Reproduce the part of the article on rural telehealth savings starting with "Jeff Rowe is" and going on through "implement telehealth services.".

==== EXCERPT TO READ ====

Jeff Rowe, Editor, Future Care

Jeff Rowe is the editor of Future Care and a veteran healthcare journalist and blogger who has reported extensively on initiatives to improve the healthcare system at the local, regional and national level.

Report itemizes savings for rural regions with effective telehealth programs

March 30, 2017 AT 9:11 PM

Rural areas often trail their urban counterparts when it comes to realizing the benefits of technological developments, but a recent report points to the potential for real savings if rural providers implement telehealth services.

For example, according to the report published by NTCA–The Rural Broadband Association, Telehealth, hospitals in rural parts of the country could save an average of $81,000 annually. But the beneficial economic impacts would likely spread across communities in the form of reduced travel costs for patients and and increased revenues for other healthcare providers.

For the report, researchers used economic data from 24 rural hospitals in four states to calculate the potential costs savings of a telehealth program for community members and hospitals. The potential savings for hospitals come after they were able to reduce the number of full-time providers, as well as make greater use of specialists in urban areas,  while, in addition to lower travel costs, patients would see significant reductions in lost wages and the convenience of being able to stay closer to home.

Specifically, the report noted, community members would save an average of $24,000 each year in travel costs, and while saving roughly $17,000 in lost wages.

In addition, community providers such as labs and pharmacies would potentially see hundreds of thousands of dollars remain in the community. 

Potential savings aside, the report notes several challenges remain, including access to reliable broadband internet services and the potentially prohibitive upfront costs of installing telehealth technology.

==== EXCERPTED RECORDS ====

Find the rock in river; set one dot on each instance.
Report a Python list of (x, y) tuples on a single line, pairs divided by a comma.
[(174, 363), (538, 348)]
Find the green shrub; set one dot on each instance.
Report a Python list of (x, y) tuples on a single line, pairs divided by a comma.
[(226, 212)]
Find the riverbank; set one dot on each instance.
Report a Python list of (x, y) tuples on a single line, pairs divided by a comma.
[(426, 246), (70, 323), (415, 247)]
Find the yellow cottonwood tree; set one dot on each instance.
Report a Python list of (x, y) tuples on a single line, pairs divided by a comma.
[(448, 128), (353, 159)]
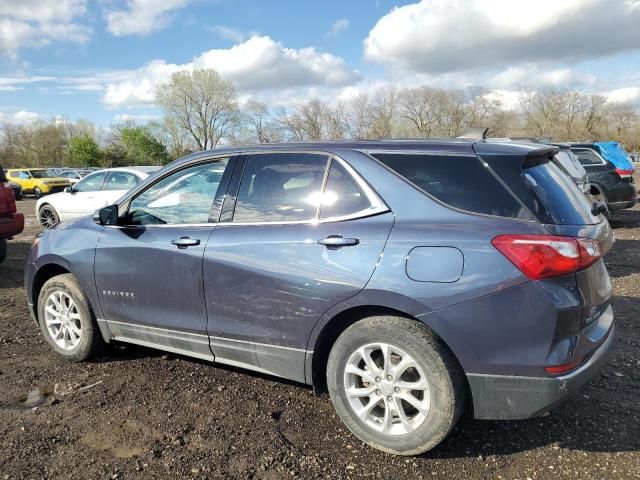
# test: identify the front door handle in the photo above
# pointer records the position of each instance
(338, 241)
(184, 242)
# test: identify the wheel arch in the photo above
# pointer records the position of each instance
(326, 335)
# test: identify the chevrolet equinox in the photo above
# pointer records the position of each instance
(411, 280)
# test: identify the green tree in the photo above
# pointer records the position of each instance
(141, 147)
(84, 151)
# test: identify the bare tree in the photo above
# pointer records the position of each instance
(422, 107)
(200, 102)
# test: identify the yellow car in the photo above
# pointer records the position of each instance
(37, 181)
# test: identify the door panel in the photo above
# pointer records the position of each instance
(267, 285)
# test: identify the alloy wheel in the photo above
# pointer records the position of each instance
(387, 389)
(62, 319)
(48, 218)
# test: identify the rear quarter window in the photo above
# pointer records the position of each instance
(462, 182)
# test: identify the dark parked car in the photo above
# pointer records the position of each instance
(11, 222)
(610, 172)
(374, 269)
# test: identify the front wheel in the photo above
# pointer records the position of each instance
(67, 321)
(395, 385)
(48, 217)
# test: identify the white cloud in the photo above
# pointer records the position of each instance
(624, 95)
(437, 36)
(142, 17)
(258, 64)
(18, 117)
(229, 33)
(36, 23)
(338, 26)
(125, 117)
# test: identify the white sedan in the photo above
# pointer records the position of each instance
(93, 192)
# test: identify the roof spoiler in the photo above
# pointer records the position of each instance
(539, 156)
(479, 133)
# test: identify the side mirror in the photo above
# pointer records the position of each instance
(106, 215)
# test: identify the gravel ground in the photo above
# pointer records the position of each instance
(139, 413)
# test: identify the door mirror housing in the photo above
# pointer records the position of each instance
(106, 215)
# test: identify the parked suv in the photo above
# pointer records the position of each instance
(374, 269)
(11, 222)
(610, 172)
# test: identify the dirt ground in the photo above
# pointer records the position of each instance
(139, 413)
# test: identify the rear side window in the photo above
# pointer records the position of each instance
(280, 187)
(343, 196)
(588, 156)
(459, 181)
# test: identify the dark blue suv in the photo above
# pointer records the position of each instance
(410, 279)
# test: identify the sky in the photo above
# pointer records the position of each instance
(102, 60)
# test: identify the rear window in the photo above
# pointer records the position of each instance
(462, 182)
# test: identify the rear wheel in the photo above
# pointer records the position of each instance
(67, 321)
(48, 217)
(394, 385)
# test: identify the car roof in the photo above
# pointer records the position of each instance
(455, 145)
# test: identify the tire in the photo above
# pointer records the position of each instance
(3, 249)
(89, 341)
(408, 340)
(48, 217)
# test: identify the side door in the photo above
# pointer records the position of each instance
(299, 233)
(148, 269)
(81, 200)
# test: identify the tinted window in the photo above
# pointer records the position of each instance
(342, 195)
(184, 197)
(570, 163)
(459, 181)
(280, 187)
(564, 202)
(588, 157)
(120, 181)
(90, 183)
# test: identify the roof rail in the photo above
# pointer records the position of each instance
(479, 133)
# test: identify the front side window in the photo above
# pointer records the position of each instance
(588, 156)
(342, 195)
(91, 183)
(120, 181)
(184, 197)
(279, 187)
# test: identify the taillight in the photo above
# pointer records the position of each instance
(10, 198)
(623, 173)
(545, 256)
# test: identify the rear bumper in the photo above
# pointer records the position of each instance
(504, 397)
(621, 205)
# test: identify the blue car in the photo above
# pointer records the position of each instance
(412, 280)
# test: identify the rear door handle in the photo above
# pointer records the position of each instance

====
==== EXCERPTED RECORDS ====

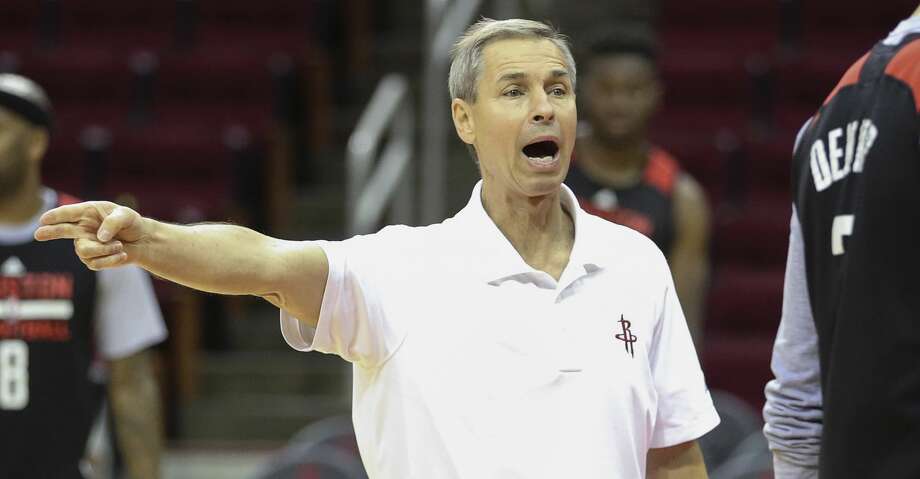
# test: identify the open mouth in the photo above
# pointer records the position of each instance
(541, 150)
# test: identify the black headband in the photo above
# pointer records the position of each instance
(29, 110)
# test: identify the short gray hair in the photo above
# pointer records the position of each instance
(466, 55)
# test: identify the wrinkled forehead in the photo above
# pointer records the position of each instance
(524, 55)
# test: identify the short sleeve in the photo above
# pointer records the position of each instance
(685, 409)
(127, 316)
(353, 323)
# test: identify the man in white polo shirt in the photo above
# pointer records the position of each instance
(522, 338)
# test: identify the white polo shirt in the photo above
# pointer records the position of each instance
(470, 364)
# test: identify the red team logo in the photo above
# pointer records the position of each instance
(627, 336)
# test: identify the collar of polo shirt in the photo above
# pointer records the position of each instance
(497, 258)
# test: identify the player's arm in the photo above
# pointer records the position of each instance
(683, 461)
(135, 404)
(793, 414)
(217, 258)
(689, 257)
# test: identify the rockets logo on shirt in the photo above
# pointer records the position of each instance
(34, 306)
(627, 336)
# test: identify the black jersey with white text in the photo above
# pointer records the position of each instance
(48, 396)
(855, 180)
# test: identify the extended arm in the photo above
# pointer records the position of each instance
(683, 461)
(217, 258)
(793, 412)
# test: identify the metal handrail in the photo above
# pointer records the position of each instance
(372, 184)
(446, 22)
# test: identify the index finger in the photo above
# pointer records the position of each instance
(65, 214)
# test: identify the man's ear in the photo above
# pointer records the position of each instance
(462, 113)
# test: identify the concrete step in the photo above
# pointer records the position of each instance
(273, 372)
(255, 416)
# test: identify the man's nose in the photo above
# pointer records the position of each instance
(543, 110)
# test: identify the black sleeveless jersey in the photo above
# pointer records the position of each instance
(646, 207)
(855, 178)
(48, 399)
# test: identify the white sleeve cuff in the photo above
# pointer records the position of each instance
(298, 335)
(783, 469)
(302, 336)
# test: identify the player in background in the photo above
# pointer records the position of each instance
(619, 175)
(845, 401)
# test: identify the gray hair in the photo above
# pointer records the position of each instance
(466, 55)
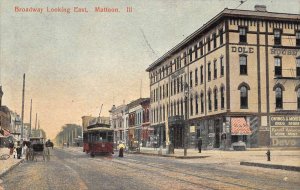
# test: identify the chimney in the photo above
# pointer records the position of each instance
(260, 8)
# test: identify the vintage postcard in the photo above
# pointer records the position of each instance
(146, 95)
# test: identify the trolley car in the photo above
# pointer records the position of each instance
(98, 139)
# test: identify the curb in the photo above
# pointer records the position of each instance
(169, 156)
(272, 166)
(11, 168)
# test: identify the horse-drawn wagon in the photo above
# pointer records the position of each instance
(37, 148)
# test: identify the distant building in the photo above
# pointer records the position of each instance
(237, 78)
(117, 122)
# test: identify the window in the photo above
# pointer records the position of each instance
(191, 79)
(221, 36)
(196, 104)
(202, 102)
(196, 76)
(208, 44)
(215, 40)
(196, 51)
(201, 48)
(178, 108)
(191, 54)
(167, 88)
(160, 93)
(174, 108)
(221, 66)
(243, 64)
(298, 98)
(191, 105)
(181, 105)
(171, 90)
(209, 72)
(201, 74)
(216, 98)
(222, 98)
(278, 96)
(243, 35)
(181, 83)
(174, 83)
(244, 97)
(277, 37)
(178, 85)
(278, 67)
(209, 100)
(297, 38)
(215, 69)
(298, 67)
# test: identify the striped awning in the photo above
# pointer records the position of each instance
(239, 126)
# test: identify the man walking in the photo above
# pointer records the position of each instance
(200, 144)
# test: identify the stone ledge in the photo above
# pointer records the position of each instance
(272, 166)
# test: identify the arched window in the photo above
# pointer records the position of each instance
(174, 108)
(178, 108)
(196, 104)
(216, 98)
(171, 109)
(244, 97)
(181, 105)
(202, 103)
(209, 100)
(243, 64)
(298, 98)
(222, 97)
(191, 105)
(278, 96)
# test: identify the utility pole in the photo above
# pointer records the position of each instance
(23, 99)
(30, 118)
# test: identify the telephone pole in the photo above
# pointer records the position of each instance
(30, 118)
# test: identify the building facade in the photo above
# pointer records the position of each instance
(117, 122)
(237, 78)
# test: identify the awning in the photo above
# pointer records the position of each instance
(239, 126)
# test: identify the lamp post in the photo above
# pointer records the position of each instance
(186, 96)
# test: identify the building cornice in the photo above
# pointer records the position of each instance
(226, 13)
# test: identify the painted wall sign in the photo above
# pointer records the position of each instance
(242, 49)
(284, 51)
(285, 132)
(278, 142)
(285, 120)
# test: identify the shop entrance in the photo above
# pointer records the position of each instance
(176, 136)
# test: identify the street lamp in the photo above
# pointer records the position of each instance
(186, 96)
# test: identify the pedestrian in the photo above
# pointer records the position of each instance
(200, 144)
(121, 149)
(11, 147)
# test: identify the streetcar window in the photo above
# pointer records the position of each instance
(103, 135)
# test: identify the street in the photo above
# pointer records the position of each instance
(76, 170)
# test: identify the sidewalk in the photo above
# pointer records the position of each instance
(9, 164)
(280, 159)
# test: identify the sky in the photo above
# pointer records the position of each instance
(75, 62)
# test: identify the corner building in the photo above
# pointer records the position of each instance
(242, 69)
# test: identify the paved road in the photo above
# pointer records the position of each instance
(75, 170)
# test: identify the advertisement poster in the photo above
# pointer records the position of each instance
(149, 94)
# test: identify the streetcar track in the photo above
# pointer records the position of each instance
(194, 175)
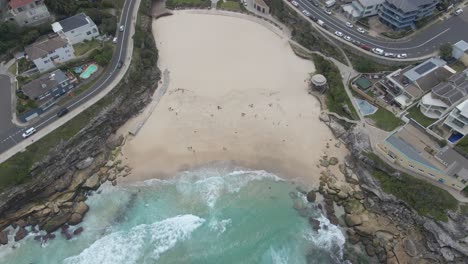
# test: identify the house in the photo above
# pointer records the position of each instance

====

## RESULT FOR THIS TASK
Jeff Rowe is the editor of Future Care and a veteran healthcare journalist and blogger who has reported extensively on initiatives to improve the healthcare system at the local, regional and national level.

Report itemizes savings for rural regions with effective telehealth programs

March 30, 2017 AT 9:11 PM

Rural areas often trail their urban counterparts when it comes to realizing the benefits of technological developments, but a recent report points to the potential for real savings if rural providers implement telehealth services.